Copy out the part that opens with the line containing "Note to the class: find each instance of the calm" and closes with the line containing "(1195, 598)", substituting "work boat" for "fishing boat" and leaving everything else unchanged.

Point placement records =>
---*---
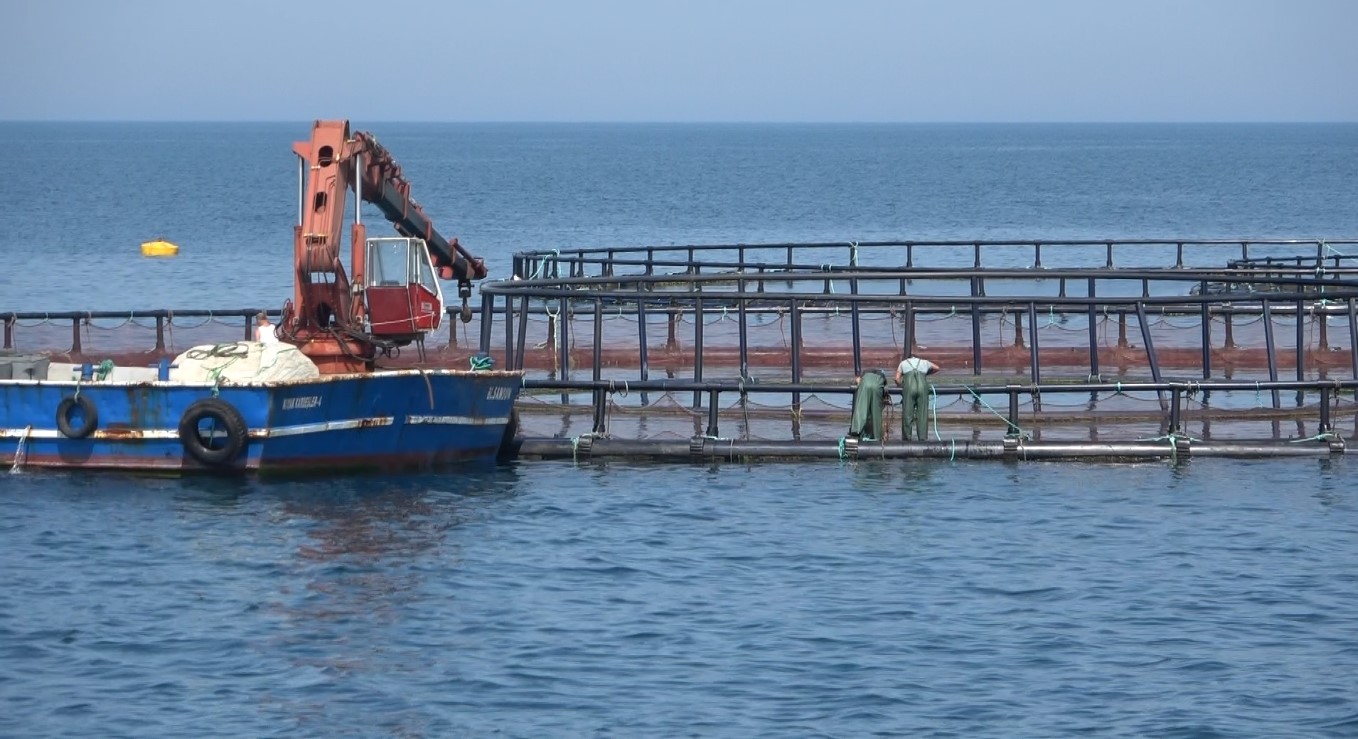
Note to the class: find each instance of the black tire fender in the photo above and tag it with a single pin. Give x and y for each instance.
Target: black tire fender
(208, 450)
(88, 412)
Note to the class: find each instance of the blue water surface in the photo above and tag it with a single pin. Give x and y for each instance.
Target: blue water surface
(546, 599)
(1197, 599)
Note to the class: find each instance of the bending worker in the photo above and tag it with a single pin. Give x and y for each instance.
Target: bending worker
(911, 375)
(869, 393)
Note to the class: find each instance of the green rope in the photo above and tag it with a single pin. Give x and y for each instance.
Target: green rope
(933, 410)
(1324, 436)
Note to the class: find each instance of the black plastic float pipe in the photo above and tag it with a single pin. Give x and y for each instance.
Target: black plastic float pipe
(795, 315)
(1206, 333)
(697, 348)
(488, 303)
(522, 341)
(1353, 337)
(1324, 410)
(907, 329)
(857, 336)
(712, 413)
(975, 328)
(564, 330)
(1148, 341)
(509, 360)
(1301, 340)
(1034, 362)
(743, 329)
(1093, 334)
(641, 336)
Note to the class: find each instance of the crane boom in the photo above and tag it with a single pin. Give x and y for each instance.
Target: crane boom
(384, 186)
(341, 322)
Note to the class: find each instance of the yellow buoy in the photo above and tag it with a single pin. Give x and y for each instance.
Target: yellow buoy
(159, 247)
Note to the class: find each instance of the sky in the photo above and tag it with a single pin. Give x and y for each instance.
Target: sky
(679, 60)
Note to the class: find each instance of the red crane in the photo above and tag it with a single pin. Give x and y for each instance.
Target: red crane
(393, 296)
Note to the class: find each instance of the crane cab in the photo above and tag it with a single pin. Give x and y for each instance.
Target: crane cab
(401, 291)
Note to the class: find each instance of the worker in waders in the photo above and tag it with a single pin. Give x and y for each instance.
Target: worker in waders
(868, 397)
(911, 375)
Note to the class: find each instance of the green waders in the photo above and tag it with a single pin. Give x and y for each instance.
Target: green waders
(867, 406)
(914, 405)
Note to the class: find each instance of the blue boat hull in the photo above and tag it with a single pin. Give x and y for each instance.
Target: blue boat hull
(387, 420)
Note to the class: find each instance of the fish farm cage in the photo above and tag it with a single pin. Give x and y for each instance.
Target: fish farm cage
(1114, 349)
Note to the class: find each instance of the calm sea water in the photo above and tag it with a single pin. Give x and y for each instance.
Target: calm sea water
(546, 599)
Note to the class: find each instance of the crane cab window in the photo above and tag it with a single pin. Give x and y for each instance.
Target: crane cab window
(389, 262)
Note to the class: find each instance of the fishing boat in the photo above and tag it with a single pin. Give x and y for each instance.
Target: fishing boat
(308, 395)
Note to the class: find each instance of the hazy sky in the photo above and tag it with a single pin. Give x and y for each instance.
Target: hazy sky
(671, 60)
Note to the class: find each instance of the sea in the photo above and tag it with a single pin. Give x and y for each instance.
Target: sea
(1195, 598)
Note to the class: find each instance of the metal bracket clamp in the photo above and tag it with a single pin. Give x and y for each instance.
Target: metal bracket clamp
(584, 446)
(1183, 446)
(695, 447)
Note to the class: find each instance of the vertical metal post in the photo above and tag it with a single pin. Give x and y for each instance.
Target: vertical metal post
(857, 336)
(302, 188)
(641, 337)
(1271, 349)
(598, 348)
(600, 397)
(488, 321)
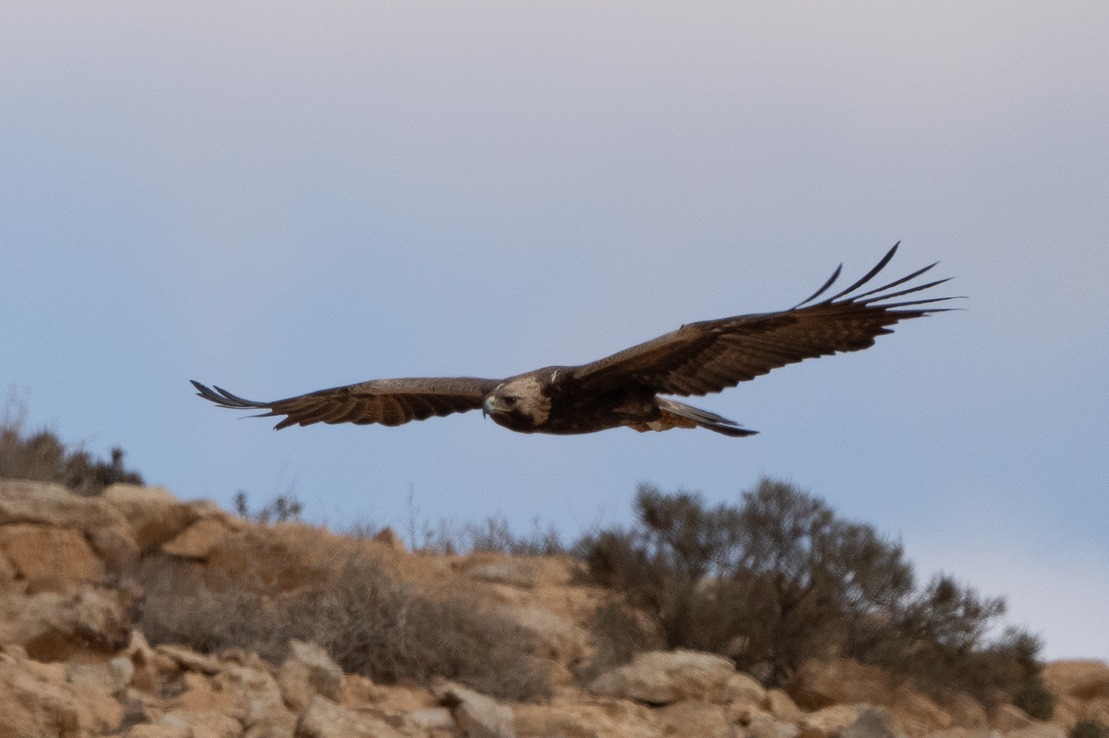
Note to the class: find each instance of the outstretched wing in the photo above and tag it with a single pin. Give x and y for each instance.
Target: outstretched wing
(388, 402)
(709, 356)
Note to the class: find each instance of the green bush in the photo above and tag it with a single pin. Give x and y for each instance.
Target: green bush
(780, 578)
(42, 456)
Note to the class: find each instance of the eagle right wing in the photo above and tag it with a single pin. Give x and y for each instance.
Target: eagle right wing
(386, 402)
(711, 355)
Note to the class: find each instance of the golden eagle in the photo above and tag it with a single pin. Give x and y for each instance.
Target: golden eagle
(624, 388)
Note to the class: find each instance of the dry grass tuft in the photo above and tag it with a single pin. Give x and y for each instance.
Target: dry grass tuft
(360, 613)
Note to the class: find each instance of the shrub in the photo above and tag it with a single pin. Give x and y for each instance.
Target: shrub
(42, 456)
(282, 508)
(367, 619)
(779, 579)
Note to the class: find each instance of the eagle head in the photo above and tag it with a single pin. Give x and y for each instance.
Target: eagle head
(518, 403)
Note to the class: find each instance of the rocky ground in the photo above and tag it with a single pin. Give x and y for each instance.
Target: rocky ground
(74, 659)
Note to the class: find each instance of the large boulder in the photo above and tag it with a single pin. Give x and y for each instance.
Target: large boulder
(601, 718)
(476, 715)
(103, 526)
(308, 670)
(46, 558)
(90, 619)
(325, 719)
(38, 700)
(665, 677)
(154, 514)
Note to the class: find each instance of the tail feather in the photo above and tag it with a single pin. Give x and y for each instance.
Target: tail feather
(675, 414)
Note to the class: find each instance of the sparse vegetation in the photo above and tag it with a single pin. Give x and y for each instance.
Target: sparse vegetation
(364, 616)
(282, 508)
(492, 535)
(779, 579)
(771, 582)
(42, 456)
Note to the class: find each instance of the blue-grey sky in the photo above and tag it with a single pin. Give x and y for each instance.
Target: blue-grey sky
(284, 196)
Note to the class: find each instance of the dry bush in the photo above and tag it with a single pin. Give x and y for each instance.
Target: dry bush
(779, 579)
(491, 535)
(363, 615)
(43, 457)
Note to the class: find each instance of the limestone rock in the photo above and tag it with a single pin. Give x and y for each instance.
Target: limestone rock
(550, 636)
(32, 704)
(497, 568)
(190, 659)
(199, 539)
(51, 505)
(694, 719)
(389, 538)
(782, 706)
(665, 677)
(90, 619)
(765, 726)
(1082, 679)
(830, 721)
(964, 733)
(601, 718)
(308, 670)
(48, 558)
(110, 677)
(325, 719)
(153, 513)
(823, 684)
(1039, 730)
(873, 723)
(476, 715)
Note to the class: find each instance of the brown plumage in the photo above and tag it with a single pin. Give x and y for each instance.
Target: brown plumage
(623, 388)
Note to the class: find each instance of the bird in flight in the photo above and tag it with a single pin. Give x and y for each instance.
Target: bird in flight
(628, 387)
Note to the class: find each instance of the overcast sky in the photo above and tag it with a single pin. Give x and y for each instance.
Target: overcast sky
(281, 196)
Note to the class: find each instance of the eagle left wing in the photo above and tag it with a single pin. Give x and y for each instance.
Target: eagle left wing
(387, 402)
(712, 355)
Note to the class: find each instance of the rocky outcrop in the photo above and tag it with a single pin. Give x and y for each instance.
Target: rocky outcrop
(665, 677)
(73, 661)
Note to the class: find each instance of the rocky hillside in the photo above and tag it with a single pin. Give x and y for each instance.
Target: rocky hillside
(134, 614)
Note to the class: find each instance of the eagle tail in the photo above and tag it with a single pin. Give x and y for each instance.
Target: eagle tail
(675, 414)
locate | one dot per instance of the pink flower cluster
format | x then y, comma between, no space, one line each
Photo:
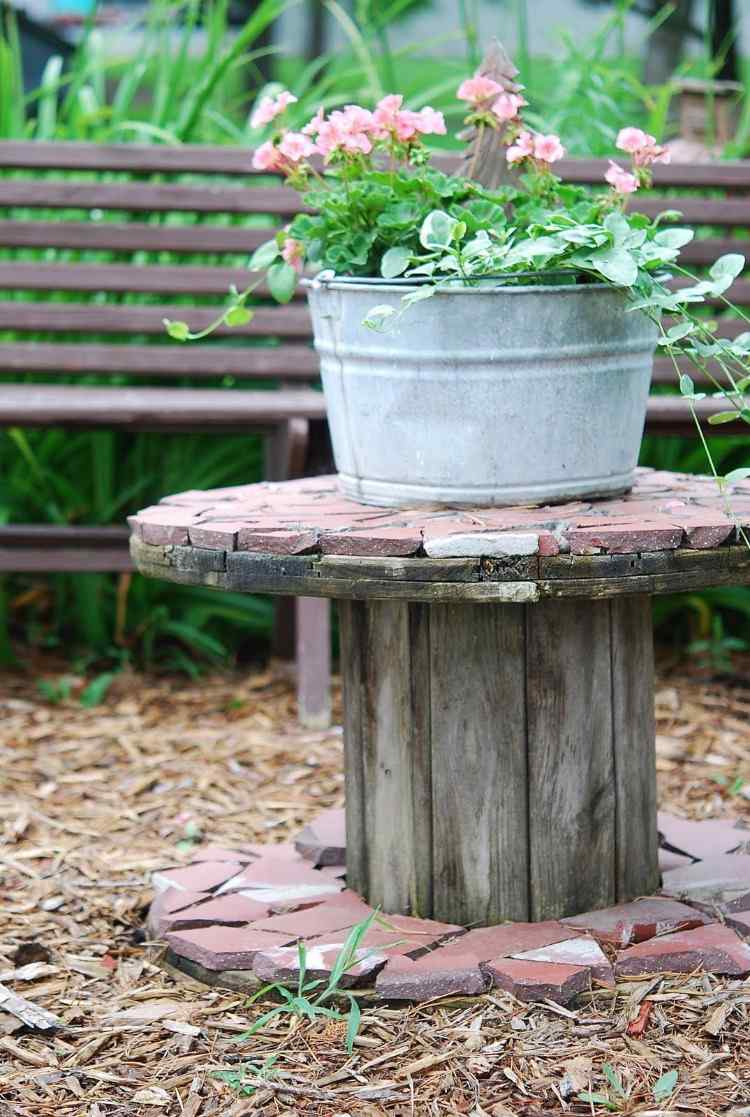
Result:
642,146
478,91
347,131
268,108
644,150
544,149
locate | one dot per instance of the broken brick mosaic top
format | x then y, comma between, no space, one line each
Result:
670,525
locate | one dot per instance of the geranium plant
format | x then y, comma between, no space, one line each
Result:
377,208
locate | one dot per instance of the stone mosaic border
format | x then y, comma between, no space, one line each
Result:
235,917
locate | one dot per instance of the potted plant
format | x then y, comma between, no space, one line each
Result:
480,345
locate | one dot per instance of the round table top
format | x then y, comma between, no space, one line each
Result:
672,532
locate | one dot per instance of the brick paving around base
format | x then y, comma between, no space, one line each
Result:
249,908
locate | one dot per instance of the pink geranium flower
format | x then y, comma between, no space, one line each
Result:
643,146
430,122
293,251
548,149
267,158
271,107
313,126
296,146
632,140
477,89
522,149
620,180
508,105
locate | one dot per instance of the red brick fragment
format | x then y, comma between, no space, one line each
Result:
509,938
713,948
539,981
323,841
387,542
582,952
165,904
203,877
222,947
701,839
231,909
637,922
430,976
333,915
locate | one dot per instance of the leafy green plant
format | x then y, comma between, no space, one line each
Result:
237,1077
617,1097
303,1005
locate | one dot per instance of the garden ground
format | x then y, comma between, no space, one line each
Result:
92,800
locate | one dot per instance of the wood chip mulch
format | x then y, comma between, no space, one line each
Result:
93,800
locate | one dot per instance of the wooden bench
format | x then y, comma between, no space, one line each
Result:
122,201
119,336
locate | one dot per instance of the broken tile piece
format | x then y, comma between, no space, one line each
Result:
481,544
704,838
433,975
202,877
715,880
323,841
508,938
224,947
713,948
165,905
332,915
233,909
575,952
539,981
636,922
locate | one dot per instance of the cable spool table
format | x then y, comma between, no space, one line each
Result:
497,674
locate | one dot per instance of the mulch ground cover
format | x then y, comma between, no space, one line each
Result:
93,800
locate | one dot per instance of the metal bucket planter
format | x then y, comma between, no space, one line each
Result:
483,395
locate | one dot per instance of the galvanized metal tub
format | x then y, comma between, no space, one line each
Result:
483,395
---*---
REPLY TO THE TASK =>
Note to the class: find each instance of the calm sea water in the photo above and tag it with a single pin. Give x and y for each instance.
Target: calm sea water
(546, 599)
Note to the class: find each instance of the crane cab window in the photo above and tag it with a single pin. Give x and y for each instance.
Target: crane cab window
(389, 262)
Note to the class: find each instance of the work boat in the photo above and tag it with a single pin. Give x and y for each instance.
Target: work boat
(308, 395)
Note to the class: find each instance of the hazy sky in the photo above and tag it with a single pin. Give x and y for each instance.
Target: hazy sky
(671, 60)
Note to the class: find each instance of the sea in the photo above and tag it with a single pin. Give x and y for each instance.
Target: sea
(1195, 598)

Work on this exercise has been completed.